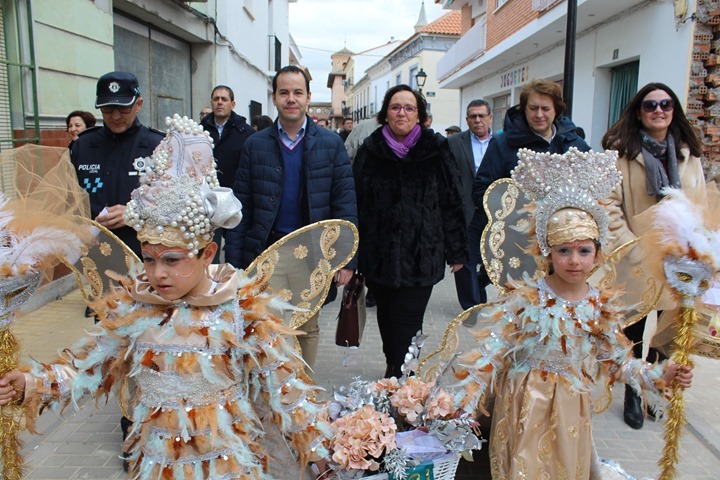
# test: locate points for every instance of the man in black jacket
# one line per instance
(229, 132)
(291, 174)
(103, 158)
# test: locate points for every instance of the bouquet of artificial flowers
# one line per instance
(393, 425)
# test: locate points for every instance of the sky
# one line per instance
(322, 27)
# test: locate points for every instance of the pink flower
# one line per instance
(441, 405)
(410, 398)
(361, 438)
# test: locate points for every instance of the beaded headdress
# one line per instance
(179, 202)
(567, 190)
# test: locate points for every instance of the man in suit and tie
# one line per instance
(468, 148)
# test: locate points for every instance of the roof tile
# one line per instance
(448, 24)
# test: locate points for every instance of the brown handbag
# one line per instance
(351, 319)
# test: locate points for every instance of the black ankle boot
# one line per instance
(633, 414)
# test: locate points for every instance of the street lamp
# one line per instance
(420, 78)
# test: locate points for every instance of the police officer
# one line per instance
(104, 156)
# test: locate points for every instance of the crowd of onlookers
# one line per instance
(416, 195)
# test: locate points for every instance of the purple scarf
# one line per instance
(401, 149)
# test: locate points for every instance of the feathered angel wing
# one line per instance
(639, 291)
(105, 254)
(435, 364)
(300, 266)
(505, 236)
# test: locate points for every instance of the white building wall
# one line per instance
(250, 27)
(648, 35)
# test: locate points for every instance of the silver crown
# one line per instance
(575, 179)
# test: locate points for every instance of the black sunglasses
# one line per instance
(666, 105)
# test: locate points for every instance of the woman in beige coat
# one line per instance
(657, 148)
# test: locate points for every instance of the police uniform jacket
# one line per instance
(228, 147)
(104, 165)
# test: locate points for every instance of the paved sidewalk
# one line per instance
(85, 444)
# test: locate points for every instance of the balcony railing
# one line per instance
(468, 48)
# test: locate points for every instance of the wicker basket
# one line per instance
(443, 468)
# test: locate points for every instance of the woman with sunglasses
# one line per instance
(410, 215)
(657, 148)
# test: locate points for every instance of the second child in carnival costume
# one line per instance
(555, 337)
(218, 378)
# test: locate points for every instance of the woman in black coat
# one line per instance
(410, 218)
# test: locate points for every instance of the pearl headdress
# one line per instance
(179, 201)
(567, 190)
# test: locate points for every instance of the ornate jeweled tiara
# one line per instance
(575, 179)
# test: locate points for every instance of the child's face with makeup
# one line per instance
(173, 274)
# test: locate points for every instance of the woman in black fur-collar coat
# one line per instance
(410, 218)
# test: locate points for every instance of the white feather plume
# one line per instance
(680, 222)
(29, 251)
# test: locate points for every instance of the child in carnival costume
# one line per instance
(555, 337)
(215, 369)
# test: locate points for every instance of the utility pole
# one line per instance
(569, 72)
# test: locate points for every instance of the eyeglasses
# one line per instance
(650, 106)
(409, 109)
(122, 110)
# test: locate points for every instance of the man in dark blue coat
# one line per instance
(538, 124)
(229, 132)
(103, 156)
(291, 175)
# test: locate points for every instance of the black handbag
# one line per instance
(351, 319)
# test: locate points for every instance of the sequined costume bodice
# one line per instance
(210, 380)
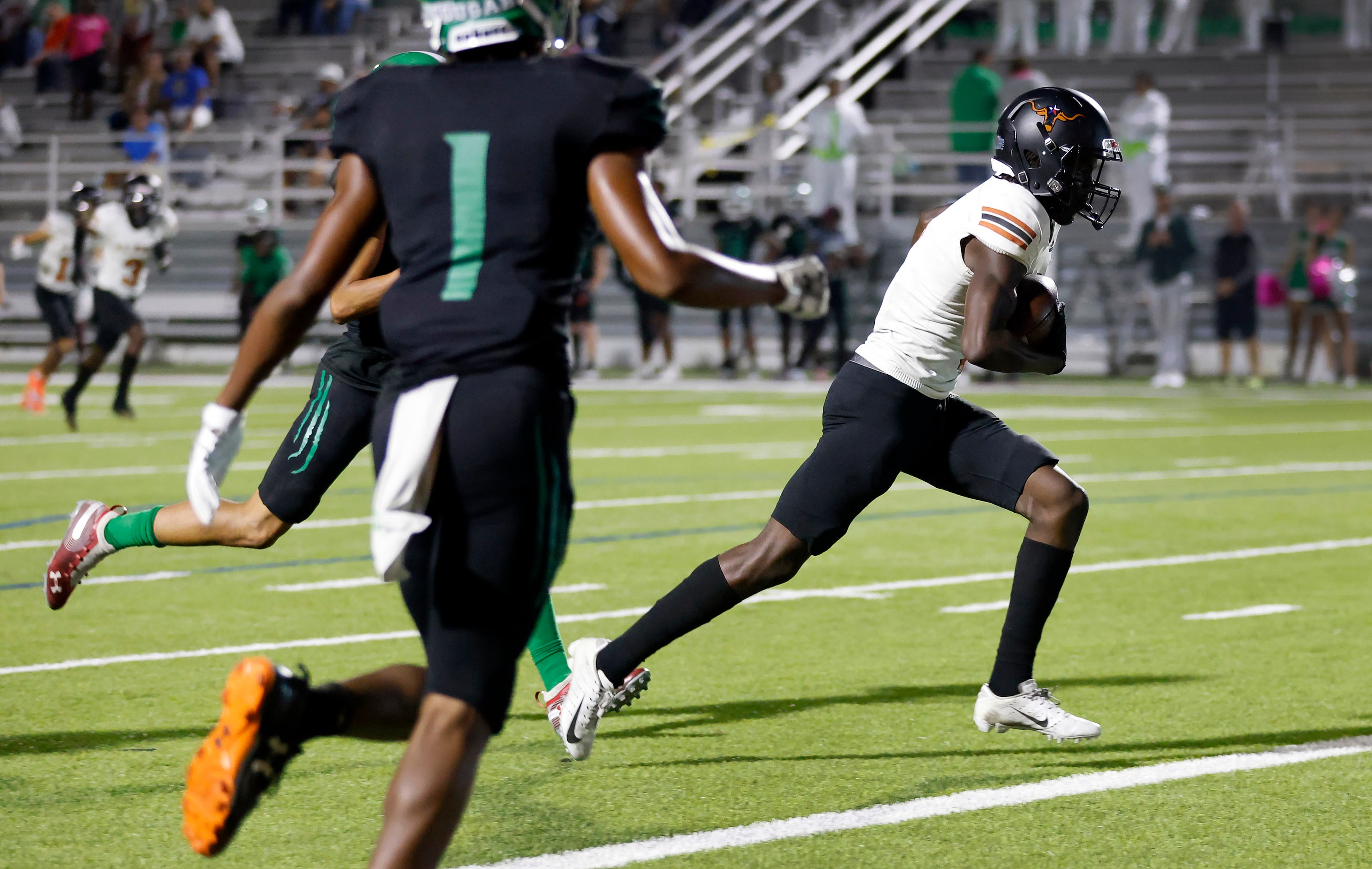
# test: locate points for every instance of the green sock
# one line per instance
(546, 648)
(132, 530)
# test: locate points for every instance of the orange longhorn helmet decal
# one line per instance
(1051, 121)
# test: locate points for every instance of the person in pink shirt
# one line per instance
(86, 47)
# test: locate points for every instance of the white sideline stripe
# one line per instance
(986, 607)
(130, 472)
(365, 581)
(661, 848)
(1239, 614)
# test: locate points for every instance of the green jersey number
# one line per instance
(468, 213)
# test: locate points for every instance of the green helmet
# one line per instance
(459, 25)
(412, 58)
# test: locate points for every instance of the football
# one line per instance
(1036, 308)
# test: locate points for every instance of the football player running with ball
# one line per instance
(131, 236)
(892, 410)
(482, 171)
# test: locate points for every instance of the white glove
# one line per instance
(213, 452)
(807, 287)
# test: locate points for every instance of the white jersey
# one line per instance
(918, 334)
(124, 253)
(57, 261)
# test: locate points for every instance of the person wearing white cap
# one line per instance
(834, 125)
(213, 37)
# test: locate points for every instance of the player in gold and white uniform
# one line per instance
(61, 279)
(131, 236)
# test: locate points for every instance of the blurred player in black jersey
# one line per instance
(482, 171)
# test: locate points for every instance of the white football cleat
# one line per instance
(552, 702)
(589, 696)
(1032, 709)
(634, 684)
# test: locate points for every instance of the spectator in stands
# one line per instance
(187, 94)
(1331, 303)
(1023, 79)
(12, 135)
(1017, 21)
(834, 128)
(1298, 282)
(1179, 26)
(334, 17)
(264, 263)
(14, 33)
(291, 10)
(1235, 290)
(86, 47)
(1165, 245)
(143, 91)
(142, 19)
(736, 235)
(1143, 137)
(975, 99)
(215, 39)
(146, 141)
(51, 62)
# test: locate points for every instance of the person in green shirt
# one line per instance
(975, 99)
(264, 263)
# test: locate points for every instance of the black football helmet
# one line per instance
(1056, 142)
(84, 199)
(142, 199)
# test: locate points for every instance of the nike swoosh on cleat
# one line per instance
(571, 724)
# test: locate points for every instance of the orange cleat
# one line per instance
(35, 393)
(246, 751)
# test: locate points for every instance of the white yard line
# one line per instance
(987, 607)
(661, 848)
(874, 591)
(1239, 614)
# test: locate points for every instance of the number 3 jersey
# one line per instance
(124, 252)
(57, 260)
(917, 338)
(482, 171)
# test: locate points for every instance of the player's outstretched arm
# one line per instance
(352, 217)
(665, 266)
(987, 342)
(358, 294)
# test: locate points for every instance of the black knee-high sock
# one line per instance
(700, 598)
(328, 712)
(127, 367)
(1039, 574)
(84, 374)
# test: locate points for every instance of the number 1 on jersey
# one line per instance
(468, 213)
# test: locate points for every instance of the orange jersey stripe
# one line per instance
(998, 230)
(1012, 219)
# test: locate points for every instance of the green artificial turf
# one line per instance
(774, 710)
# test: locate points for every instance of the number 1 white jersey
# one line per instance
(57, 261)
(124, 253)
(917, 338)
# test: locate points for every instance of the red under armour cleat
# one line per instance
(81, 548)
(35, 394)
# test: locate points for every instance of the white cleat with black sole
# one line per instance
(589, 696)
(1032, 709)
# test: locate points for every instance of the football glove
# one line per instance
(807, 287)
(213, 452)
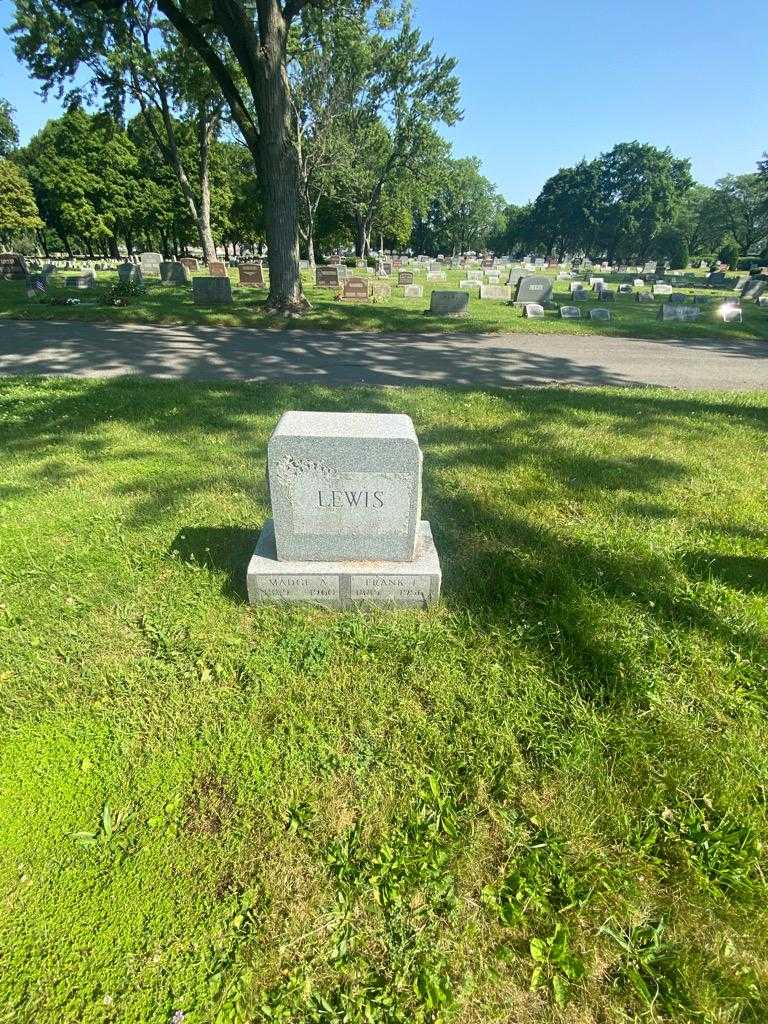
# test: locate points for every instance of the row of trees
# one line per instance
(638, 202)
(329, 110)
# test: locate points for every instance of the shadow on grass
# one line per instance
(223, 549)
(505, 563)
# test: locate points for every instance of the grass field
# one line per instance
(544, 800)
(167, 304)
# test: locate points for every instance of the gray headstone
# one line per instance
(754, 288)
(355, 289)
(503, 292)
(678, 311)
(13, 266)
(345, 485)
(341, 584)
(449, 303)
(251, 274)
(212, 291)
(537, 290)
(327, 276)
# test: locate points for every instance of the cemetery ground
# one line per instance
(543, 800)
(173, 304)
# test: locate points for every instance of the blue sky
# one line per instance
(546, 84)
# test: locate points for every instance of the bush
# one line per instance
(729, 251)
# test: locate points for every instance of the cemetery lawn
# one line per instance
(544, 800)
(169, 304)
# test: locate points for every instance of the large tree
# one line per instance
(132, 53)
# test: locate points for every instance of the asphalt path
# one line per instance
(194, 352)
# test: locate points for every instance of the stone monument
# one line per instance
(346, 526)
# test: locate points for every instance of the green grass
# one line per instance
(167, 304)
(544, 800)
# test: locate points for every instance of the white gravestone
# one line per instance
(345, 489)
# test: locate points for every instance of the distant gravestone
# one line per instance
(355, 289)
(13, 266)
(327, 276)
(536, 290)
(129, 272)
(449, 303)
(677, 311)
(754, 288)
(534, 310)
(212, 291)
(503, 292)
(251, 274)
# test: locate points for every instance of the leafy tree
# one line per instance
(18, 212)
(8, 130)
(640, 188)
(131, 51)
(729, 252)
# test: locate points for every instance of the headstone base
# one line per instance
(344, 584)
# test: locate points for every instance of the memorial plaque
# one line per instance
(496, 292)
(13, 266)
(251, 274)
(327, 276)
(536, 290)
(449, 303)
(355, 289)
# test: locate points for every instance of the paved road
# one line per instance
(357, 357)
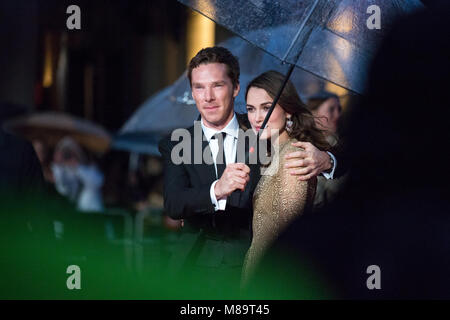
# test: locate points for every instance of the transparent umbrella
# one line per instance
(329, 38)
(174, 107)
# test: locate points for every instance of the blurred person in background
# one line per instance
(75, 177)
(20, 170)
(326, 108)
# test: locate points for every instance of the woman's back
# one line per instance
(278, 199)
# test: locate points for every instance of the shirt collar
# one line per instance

======

### TASK DIRECTIONS
Write out exactly the lines from the one containing "# test: locate points for every instance of the paved road" to the last line of the records above, both included, and leave out any pictures.

### RIGHT ANSWER
# test: locate points for every instance of the paved road
# one line per instance
(357, 357)
# test: locate points for every instance of the transparent umbrella
# one line per instance
(329, 38)
(174, 107)
# test: locate points for every instance of the blurred person in background
# one line per instance
(75, 177)
(20, 170)
(326, 108)
# test: locate points for every instance of the woman's back
# one line per instance
(278, 199)
# test: locate points for every instance of the shirt collar
# one line per instance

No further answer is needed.